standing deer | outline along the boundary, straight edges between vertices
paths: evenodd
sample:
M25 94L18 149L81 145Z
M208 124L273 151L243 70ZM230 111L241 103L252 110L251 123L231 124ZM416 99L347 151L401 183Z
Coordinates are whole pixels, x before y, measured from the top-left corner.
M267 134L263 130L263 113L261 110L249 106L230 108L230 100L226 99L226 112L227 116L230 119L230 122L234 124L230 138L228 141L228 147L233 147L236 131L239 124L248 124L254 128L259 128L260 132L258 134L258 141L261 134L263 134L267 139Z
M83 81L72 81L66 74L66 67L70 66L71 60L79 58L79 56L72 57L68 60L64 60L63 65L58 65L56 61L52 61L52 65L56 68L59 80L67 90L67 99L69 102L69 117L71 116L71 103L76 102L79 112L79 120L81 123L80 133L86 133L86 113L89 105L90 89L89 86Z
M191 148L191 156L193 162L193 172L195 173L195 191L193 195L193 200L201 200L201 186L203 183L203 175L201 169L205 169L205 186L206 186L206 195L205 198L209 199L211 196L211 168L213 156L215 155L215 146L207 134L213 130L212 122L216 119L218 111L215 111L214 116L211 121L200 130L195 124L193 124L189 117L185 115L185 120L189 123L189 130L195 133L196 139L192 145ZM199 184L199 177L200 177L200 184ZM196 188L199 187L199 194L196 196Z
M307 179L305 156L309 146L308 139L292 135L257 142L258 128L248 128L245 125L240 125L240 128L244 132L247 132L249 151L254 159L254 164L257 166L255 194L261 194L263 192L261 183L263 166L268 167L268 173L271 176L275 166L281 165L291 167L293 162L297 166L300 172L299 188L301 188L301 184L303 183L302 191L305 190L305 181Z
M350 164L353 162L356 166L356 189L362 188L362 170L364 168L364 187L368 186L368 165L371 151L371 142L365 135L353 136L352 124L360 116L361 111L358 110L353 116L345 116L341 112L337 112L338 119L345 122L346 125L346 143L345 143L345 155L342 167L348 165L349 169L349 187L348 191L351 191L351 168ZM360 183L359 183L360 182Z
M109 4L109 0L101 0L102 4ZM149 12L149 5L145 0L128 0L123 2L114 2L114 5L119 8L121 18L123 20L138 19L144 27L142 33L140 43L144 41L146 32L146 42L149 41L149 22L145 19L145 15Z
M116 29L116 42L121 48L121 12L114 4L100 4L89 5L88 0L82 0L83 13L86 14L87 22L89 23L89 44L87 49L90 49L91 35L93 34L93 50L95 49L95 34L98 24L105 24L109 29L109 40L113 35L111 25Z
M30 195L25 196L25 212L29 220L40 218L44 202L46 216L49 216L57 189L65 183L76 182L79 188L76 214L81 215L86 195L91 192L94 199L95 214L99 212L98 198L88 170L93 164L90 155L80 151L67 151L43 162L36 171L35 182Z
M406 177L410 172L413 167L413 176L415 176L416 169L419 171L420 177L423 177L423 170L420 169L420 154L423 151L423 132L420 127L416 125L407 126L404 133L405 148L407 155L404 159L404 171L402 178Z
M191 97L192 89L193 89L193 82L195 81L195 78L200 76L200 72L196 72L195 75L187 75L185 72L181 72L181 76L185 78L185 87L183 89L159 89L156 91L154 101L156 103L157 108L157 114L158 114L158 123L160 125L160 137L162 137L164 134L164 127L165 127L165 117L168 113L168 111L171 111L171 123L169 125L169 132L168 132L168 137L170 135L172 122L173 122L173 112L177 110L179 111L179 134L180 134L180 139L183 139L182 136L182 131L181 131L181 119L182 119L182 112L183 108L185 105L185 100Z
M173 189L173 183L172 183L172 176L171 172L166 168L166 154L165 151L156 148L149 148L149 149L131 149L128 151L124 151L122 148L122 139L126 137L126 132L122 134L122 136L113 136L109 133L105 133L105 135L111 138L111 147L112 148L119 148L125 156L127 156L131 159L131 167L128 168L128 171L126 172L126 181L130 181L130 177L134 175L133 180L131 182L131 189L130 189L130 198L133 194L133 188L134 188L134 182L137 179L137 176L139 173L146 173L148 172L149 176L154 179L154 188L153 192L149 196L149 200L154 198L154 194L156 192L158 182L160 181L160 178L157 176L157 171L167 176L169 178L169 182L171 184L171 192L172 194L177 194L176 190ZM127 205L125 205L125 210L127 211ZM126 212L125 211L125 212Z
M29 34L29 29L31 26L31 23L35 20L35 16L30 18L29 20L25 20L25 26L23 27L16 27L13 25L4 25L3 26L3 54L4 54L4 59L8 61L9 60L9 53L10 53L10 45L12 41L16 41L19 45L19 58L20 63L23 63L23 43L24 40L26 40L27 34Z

########################################

Rewrite the rows above as a numbered list, leaving out any blank lines.

1. standing deer | outline along the boundary, straight edges between vertices
2. paths: evenodd
3. sample:
4. M25 94L18 149L81 145Z
5. M208 124L273 151L243 70ZM230 111L241 103L252 110L251 123L231 124ZM416 99L347 151L401 183Z
6. Coordinates are whole pixels, x before y, measured from the top-left corner.
7. M267 134L263 130L263 113L261 110L249 106L230 108L230 100L226 99L226 112L227 116L230 119L230 122L234 124L230 138L228 141L228 147L233 147L236 131L239 124L248 124L254 128L259 128L260 132L258 134L258 141L261 134L263 134L267 139Z
8. M83 81L72 81L66 74L66 67L70 66L71 60L79 58L79 56L72 57L68 60L64 60L63 65L58 65L56 61L52 61L52 65L56 68L59 80L67 90L67 99L69 102L69 117L71 116L71 103L76 102L79 112L79 120L81 123L80 133L86 133L86 113L89 105L90 89L89 86Z
9. M191 148L191 156L193 162L193 172L195 173L195 191L193 195L193 200L201 200L201 186L203 183L203 175L201 169L205 169L205 186L206 186L206 195L205 198L209 199L211 196L211 168L213 156L215 155L215 146L207 134L213 130L212 122L216 119L218 111L215 111L214 116L211 121L200 130L195 124L193 124L189 117L185 115L185 120L189 123L189 130L195 133L196 139L192 145ZM199 184L199 177L200 177L200 184ZM196 188L199 187L199 194L196 196Z
10. M307 179L305 156L309 146L308 139L292 135L257 142L258 128L248 128L245 125L240 125L240 128L244 132L247 132L249 151L254 159L254 164L257 166L255 194L261 194L263 192L261 183L263 166L268 167L268 173L271 176L275 166L281 165L291 167L293 162L297 166L300 172L299 188L301 188L301 184L303 183L302 191L305 190L305 181Z
11. M350 164L353 162L356 166L356 189L362 188L362 170L364 168L364 187L368 186L368 165L371 151L371 142L365 135L353 136L352 124L360 116L361 111L358 110L353 116L345 116L341 112L337 112L338 119L345 122L346 125L346 143L345 143L345 155L342 167L348 165L349 169L349 187L348 191L351 191L351 168ZM360 183L359 183L360 182Z
12. M109 4L109 0L101 0L102 4ZM149 12L149 5L145 0L128 0L123 2L114 2L114 5L119 8L121 18L123 20L138 19L144 27L142 33L140 43L144 41L146 32L146 42L149 41L149 22L145 19L145 15Z
13. M116 29L116 42L121 48L121 12L114 4L100 4L89 5L88 0L82 0L83 13L86 14L87 22L89 23L89 44L87 49L90 49L91 35L93 34L93 50L95 49L95 34L98 24L105 24L109 29L109 40L113 35L111 25Z
14. M30 195L25 196L25 212L29 220L40 218L44 202L46 216L49 216L57 189L65 183L76 182L79 188L76 214L81 215L86 195L91 192L94 199L95 214L99 212L98 198L88 170L93 164L90 155L80 151L67 151L43 162L36 171L35 182Z
15. M406 177L410 172L413 167L413 176L415 176L416 169L419 171L420 177L423 177L423 170L420 169L420 154L423 151L423 132L420 127L416 125L407 126L404 133L405 148L407 155L404 159L404 171L402 178Z
16. M191 97L192 89L193 89L193 82L195 81L195 78L200 76L200 72L196 72L195 75L187 75L185 72L181 72L181 76L185 78L185 87L183 89L159 89L156 91L154 101L156 103L157 108L157 114L158 114L158 123L160 125L160 137L162 137L164 134L164 127L165 127L165 117L168 113L168 111L171 111L171 123L169 125L169 132L168 132L168 137L170 135L172 122L173 122L173 112L177 110L179 111L179 134L180 134L180 139L183 139L182 136L182 131L181 131L181 119L182 119L182 112L183 108L185 105L185 100Z
17. M173 189L173 183L172 183L172 176L171 172L166 168L166 154L165 151L156 148L149 148L149 149L131 149L128 151L124 151L122 148L122 139L126 137L126 132L122 134L122 136L113 136L109 133L105 133L105 135L111 138L111 147L112 148L119 148L125 156L127 156L131 159L131 167L128 168L128 171L126 172L126 181L130 181L130 177L134 175L133 180L131 182L131 189L130 189L130 198L133 194L133 188L134 188L134 182L137 179L137 176L139 173L146 173L148 172L149 176L154 179L154 188L153 192L149 196L149 200L154 198L154 194L156 192L158 182L160 181L160 178L157 176L157 171L167 176L169 178L169 182L171 184L171 192L172 194L177 194L176 190ZM127 205L125 205L125 210L127 211ZM126 212L125 211L125 212Z
18. M29 34L29 29L31 26L31 23L35 20L35 16L30 18L29 20L25 20L25 26L23 27L16 27L13 25L4 25L3 26L3 54L4 54L4 59L8 61L9 60L9 53L10 53L10 45L12 41L16 41L19 45L19 58L20 63L23 63L23 43L24 40L26 40L27 34Z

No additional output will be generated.